■ Task objective: In the records from the first line through the line containing "x=1008 y=252", inclusive, change "morning coat" to "tailcoat". Write out only those lines, with nothing else altered.
═════ Data to use ═════
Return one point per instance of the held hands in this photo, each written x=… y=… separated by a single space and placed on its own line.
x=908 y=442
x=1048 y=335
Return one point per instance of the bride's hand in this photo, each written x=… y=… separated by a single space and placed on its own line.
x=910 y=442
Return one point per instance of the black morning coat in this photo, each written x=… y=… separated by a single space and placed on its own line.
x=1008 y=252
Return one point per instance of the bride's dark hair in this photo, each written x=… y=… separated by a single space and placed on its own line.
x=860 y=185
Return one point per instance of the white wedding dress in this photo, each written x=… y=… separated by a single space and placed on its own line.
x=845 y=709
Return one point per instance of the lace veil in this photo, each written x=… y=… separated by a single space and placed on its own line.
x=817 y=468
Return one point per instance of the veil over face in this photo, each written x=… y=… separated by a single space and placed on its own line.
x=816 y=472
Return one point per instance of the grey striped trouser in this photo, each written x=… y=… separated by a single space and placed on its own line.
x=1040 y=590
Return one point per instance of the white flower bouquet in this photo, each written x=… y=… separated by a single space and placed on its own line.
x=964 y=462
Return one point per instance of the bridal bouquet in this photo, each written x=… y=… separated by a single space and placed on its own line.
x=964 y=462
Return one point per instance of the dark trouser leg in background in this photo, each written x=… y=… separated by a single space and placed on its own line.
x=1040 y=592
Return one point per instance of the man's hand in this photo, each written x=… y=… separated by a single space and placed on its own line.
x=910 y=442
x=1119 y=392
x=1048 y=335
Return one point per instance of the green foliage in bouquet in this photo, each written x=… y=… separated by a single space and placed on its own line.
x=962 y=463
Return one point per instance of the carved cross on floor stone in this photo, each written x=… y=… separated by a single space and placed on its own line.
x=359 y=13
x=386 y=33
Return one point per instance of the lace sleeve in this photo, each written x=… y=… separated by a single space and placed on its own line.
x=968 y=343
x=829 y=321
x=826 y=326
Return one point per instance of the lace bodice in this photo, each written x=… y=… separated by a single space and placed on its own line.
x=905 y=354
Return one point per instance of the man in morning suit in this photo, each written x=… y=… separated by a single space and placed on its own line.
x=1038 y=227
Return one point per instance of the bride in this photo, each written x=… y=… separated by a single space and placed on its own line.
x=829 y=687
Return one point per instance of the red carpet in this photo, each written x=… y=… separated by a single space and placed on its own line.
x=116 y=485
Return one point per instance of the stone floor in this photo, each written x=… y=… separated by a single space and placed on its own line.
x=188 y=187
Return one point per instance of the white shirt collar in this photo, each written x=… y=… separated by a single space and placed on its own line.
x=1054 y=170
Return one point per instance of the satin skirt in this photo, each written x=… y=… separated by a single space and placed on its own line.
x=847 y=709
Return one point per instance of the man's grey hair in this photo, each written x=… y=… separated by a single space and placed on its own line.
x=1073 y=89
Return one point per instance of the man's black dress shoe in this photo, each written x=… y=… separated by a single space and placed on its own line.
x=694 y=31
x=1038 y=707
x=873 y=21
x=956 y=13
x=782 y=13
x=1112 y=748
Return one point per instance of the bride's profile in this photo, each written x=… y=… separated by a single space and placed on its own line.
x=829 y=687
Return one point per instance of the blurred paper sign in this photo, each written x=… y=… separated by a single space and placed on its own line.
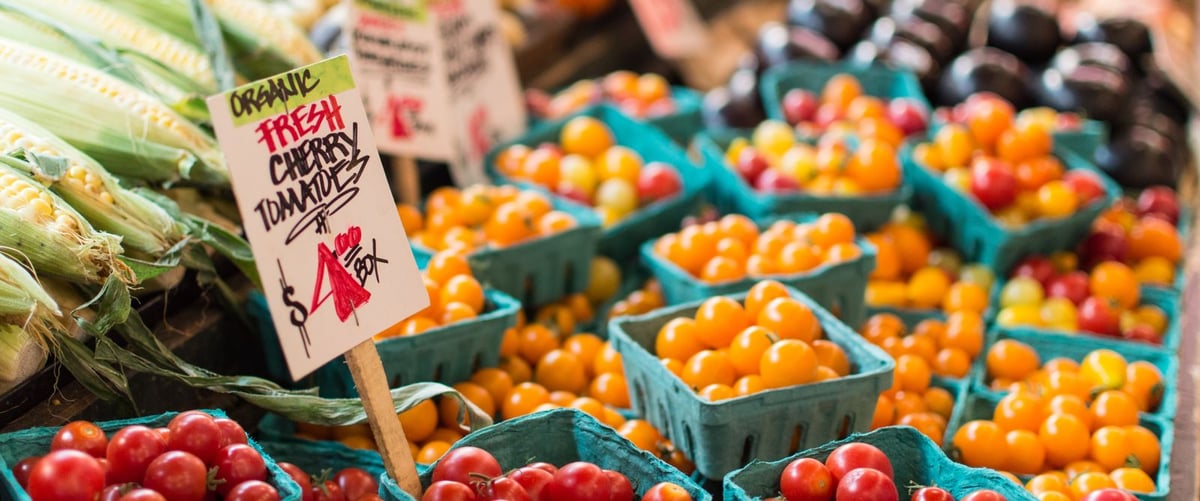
x=438 y=79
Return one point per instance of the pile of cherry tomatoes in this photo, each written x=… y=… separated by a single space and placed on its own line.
x=1104 y=302
x=733 y=248
x=193 y=458
x=730 y=349
x=857 y=471
x=588 y=167
x=483 y=216
x=1006 y=163
x=468 y=474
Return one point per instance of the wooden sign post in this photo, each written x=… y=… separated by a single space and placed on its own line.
x=329 y=245
x=438 y=82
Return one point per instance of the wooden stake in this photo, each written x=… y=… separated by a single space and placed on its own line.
x=407 y=179
x=366 y=368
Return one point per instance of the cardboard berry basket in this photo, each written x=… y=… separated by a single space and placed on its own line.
x=838 y=287
x=811 y=76
x=559 y=436
x=447 y=354
x=731 y=193
x=621 y=240
x=1077 y=346
x=36 y=441
x=981 y=406
x=725 y=435
x=916 y=460
x=316 y=457
x=970 y=228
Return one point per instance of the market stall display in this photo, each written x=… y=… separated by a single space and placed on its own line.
x=921 y=249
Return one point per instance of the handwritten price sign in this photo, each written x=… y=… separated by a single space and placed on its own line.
x=335 y=261
x=438 y=78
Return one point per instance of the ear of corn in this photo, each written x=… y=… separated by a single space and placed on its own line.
x=261 y=43
x=119 y=29
x=21 y=294
x=127 y=130
x=178 y=91
x=40 y=227
x=22 y=355
x=143 y=225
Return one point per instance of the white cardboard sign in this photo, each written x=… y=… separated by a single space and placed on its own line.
x=438 y=79
x=315 y=201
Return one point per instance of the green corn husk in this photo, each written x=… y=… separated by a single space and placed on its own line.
x=22 y=355
x=143 y=225
x=119 y=29
x=130 y=131
x=259 y=43
x=21 y=295
x=57 y=241
x=181 y=94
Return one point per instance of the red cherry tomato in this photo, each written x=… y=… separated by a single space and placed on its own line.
x=1109 y=494
x=857 y=454
x=867 y=484
x=984 y=495
x=448 y=490
x=196 y=433
x=993 y=183
x=807 y=480
x=580 y=482
x=931 y=494
x=66 y=475
x=621 y=489
x=178 y=475
x=81 y=435
x=457 y=464
x=114 y=492
x=355 y=483
x=532 y=478
x=143 y=495
x=329 y=492
x=253 y=490
x=21 y=471
x=231 y=432
x=549 y=468
x=130 y=452
x=666 y=492
x=1099 y=317
x=300 y=477
x=237 y=464
x=503 y=489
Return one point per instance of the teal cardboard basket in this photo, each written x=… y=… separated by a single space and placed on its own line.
x=731 y=193
x=837 y=287
x=36 y=441
x=621 y=240
x=971 y=229
x=317 y=456
x=561 y=436
x=916 y=462
x=1077 y=348
x=725 y=435
x=811 y=76
x=981 y=406
x=543 y=270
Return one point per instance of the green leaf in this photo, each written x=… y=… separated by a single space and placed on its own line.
x=208 y=30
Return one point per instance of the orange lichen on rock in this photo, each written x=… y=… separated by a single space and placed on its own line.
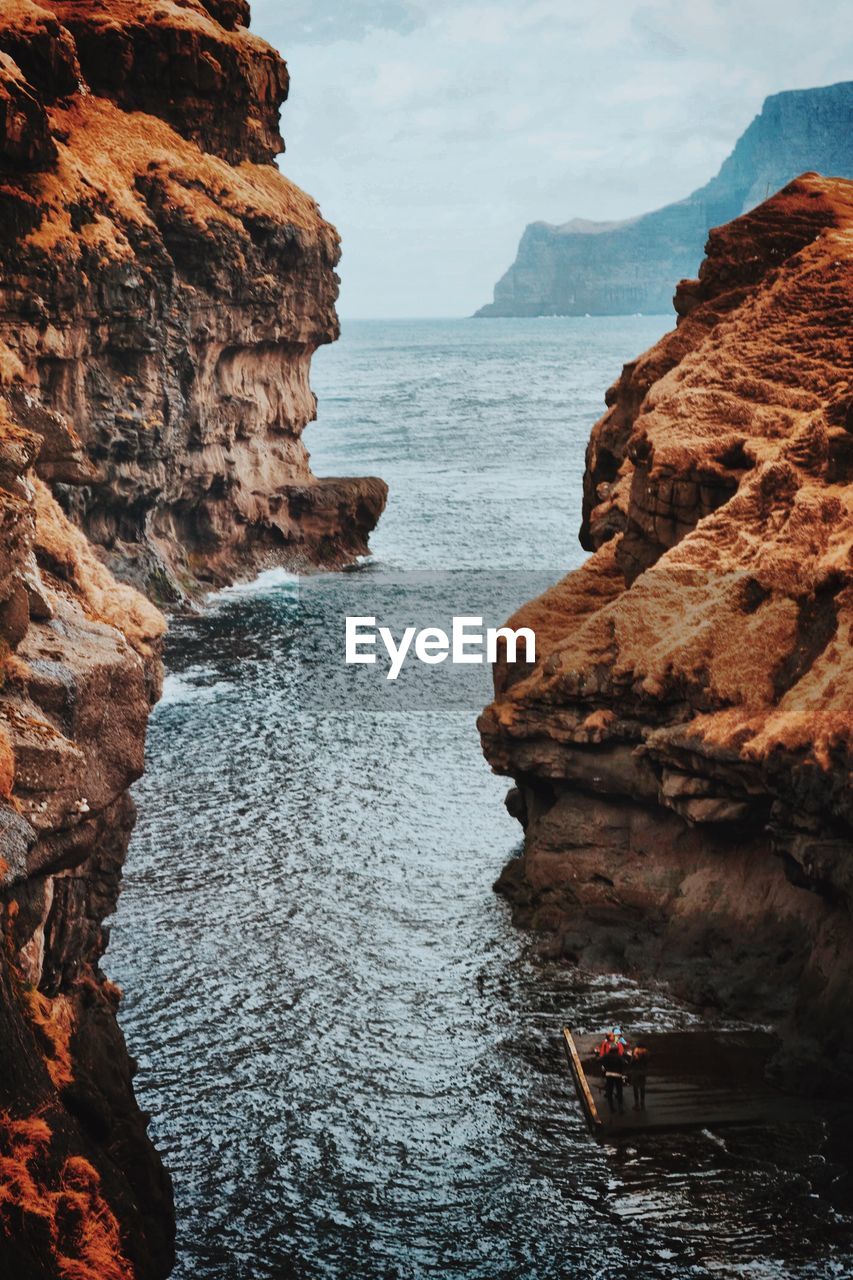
x=734 y=561
x=83 y=1233
x=104 y=598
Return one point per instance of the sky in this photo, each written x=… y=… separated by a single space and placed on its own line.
x=433 y=131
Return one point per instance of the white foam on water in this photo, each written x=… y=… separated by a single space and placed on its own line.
x=270 y=580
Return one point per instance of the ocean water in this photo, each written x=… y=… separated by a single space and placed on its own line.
x=351 y=1056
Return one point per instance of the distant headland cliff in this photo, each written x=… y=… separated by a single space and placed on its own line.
x=162 y=291
x=683 y=748
x=624 y=268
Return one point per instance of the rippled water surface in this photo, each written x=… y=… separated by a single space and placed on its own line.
x=350 y=1054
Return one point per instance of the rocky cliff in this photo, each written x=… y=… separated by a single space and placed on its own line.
x=162 y=291
x=623 y=268
x=82 y=1192
x=683 y=746
x=163 y=287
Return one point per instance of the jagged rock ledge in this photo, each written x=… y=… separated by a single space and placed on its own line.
x=587 y=268
x=682 y=748
x=163 y=288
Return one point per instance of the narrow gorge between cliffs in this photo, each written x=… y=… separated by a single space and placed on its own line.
x=350 y=1054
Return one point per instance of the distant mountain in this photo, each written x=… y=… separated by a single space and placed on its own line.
x=621 y=268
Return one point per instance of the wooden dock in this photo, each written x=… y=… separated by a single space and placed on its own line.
x=696 y=1080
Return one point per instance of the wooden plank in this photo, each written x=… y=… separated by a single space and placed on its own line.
x=696 y=1080
x=579 y=1077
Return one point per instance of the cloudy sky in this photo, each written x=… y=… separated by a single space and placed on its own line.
x=433 y=131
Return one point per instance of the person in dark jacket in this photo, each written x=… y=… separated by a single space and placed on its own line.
x=637 y=1072
x=614 y=1066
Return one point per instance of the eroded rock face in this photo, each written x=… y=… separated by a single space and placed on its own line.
x=81 y=1188
x=164 y=287
x=162 y=292
x=585 y=268
x=682 y=748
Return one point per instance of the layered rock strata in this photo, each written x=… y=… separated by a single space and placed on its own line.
x=682 y=746
x=82 y=1192
x=163 y=287
x=162 y=291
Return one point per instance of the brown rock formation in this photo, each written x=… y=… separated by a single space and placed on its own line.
x=82 y=1191
x=162 y=292
x=682 y=748
x=164 y=287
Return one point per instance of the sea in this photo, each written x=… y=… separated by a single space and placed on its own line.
x=351 y=1056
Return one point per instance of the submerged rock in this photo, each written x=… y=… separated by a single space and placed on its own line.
═════
■ Answer to this task:
Return one point per instance of the held hands in this photo, each written x=… y=… separated by a single space and placed on its own line.
x=908 y=442
x=1048 y=335
Return one point per instance of the bride's hand in this photo, each written x=… y=… separated by a single space and placed on its own line.
x=910 y=442
Return one point per instance of the black tailcoat in this photo, each written x=… y=… separated by a single space and placed on its own line.
x=1008 y=252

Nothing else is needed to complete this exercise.